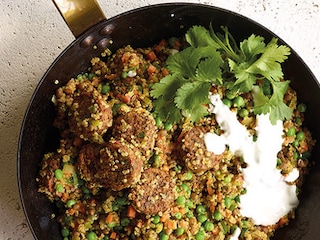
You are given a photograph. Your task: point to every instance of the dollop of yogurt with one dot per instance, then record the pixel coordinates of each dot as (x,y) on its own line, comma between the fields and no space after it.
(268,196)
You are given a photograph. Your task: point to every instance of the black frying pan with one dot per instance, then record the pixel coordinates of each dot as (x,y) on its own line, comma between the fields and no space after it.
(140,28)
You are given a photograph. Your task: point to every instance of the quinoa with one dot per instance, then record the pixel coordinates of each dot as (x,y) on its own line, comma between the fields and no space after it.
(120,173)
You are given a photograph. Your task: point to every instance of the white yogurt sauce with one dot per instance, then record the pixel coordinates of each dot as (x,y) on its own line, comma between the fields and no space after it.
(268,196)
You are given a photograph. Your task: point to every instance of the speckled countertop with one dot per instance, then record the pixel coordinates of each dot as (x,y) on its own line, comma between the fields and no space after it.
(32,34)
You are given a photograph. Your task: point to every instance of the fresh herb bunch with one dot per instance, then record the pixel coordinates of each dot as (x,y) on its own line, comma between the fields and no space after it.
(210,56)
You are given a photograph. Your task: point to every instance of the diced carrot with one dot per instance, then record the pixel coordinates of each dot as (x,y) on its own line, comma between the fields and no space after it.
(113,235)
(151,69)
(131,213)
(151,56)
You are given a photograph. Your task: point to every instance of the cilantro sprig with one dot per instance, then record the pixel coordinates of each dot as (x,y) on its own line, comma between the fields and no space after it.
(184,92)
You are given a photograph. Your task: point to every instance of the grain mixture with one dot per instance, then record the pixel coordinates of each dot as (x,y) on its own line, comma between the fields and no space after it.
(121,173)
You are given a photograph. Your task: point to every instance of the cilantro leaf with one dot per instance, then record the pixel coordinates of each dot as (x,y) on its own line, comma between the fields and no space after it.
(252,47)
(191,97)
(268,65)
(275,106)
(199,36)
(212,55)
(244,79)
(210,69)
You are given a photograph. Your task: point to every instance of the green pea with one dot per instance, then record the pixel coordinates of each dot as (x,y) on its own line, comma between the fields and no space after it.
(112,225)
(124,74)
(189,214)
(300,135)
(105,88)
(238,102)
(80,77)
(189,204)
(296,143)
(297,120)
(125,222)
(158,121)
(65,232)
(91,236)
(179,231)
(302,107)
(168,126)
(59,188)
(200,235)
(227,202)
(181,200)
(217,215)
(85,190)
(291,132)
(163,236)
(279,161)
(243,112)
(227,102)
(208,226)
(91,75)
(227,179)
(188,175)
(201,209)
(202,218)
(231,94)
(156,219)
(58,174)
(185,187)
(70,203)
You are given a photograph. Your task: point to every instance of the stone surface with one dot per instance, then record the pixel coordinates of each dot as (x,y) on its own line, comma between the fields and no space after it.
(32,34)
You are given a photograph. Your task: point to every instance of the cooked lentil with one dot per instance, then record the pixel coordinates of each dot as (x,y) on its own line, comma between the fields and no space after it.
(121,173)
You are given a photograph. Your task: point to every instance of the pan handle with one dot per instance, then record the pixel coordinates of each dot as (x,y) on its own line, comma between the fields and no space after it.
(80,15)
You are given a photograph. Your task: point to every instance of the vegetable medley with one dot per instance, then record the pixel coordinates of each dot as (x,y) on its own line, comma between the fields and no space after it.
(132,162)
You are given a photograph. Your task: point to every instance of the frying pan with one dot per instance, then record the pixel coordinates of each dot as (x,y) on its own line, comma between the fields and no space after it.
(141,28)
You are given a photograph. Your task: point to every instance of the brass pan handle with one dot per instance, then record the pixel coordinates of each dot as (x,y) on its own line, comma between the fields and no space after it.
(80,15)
-=-=-
[WHAT YOU ARE ASKED TO DO]
Reproduce the data from the line containing "the pan handle" through the end, renaming "vegetable medley" as "mixed vegetables" and changing nothing else.

[ANSWER FOR THIS EXERCISE]
You are given a photograph. Your task: point to every instance of the pan handle with one dot per instance, then record the pixel coordinates of each dot as (x,y) on its own line, comma between the fields and no space after it.
(80,15)
You are given a photograph. Your task: point to every instance of the mixed vegetables with one dot per instance, then record the pixel coordinates of each dot as (x,y) on its own line, comma between the fields and no space after it.
(132,162)
You are given a photograph. Your task: point to every instance of the frying pan with one dot per instance, then record the pixel coordinates of each dot as (x,y) on its own line, comma between the fields and no space after it.
(141,28)
You are given a photograph. Your task: point to every instance of the brass pan handle with one dot per instance, then record the pixel coordinates of each dot as (x,y) on its own line, comma between the fields and no space after it.
(80,15)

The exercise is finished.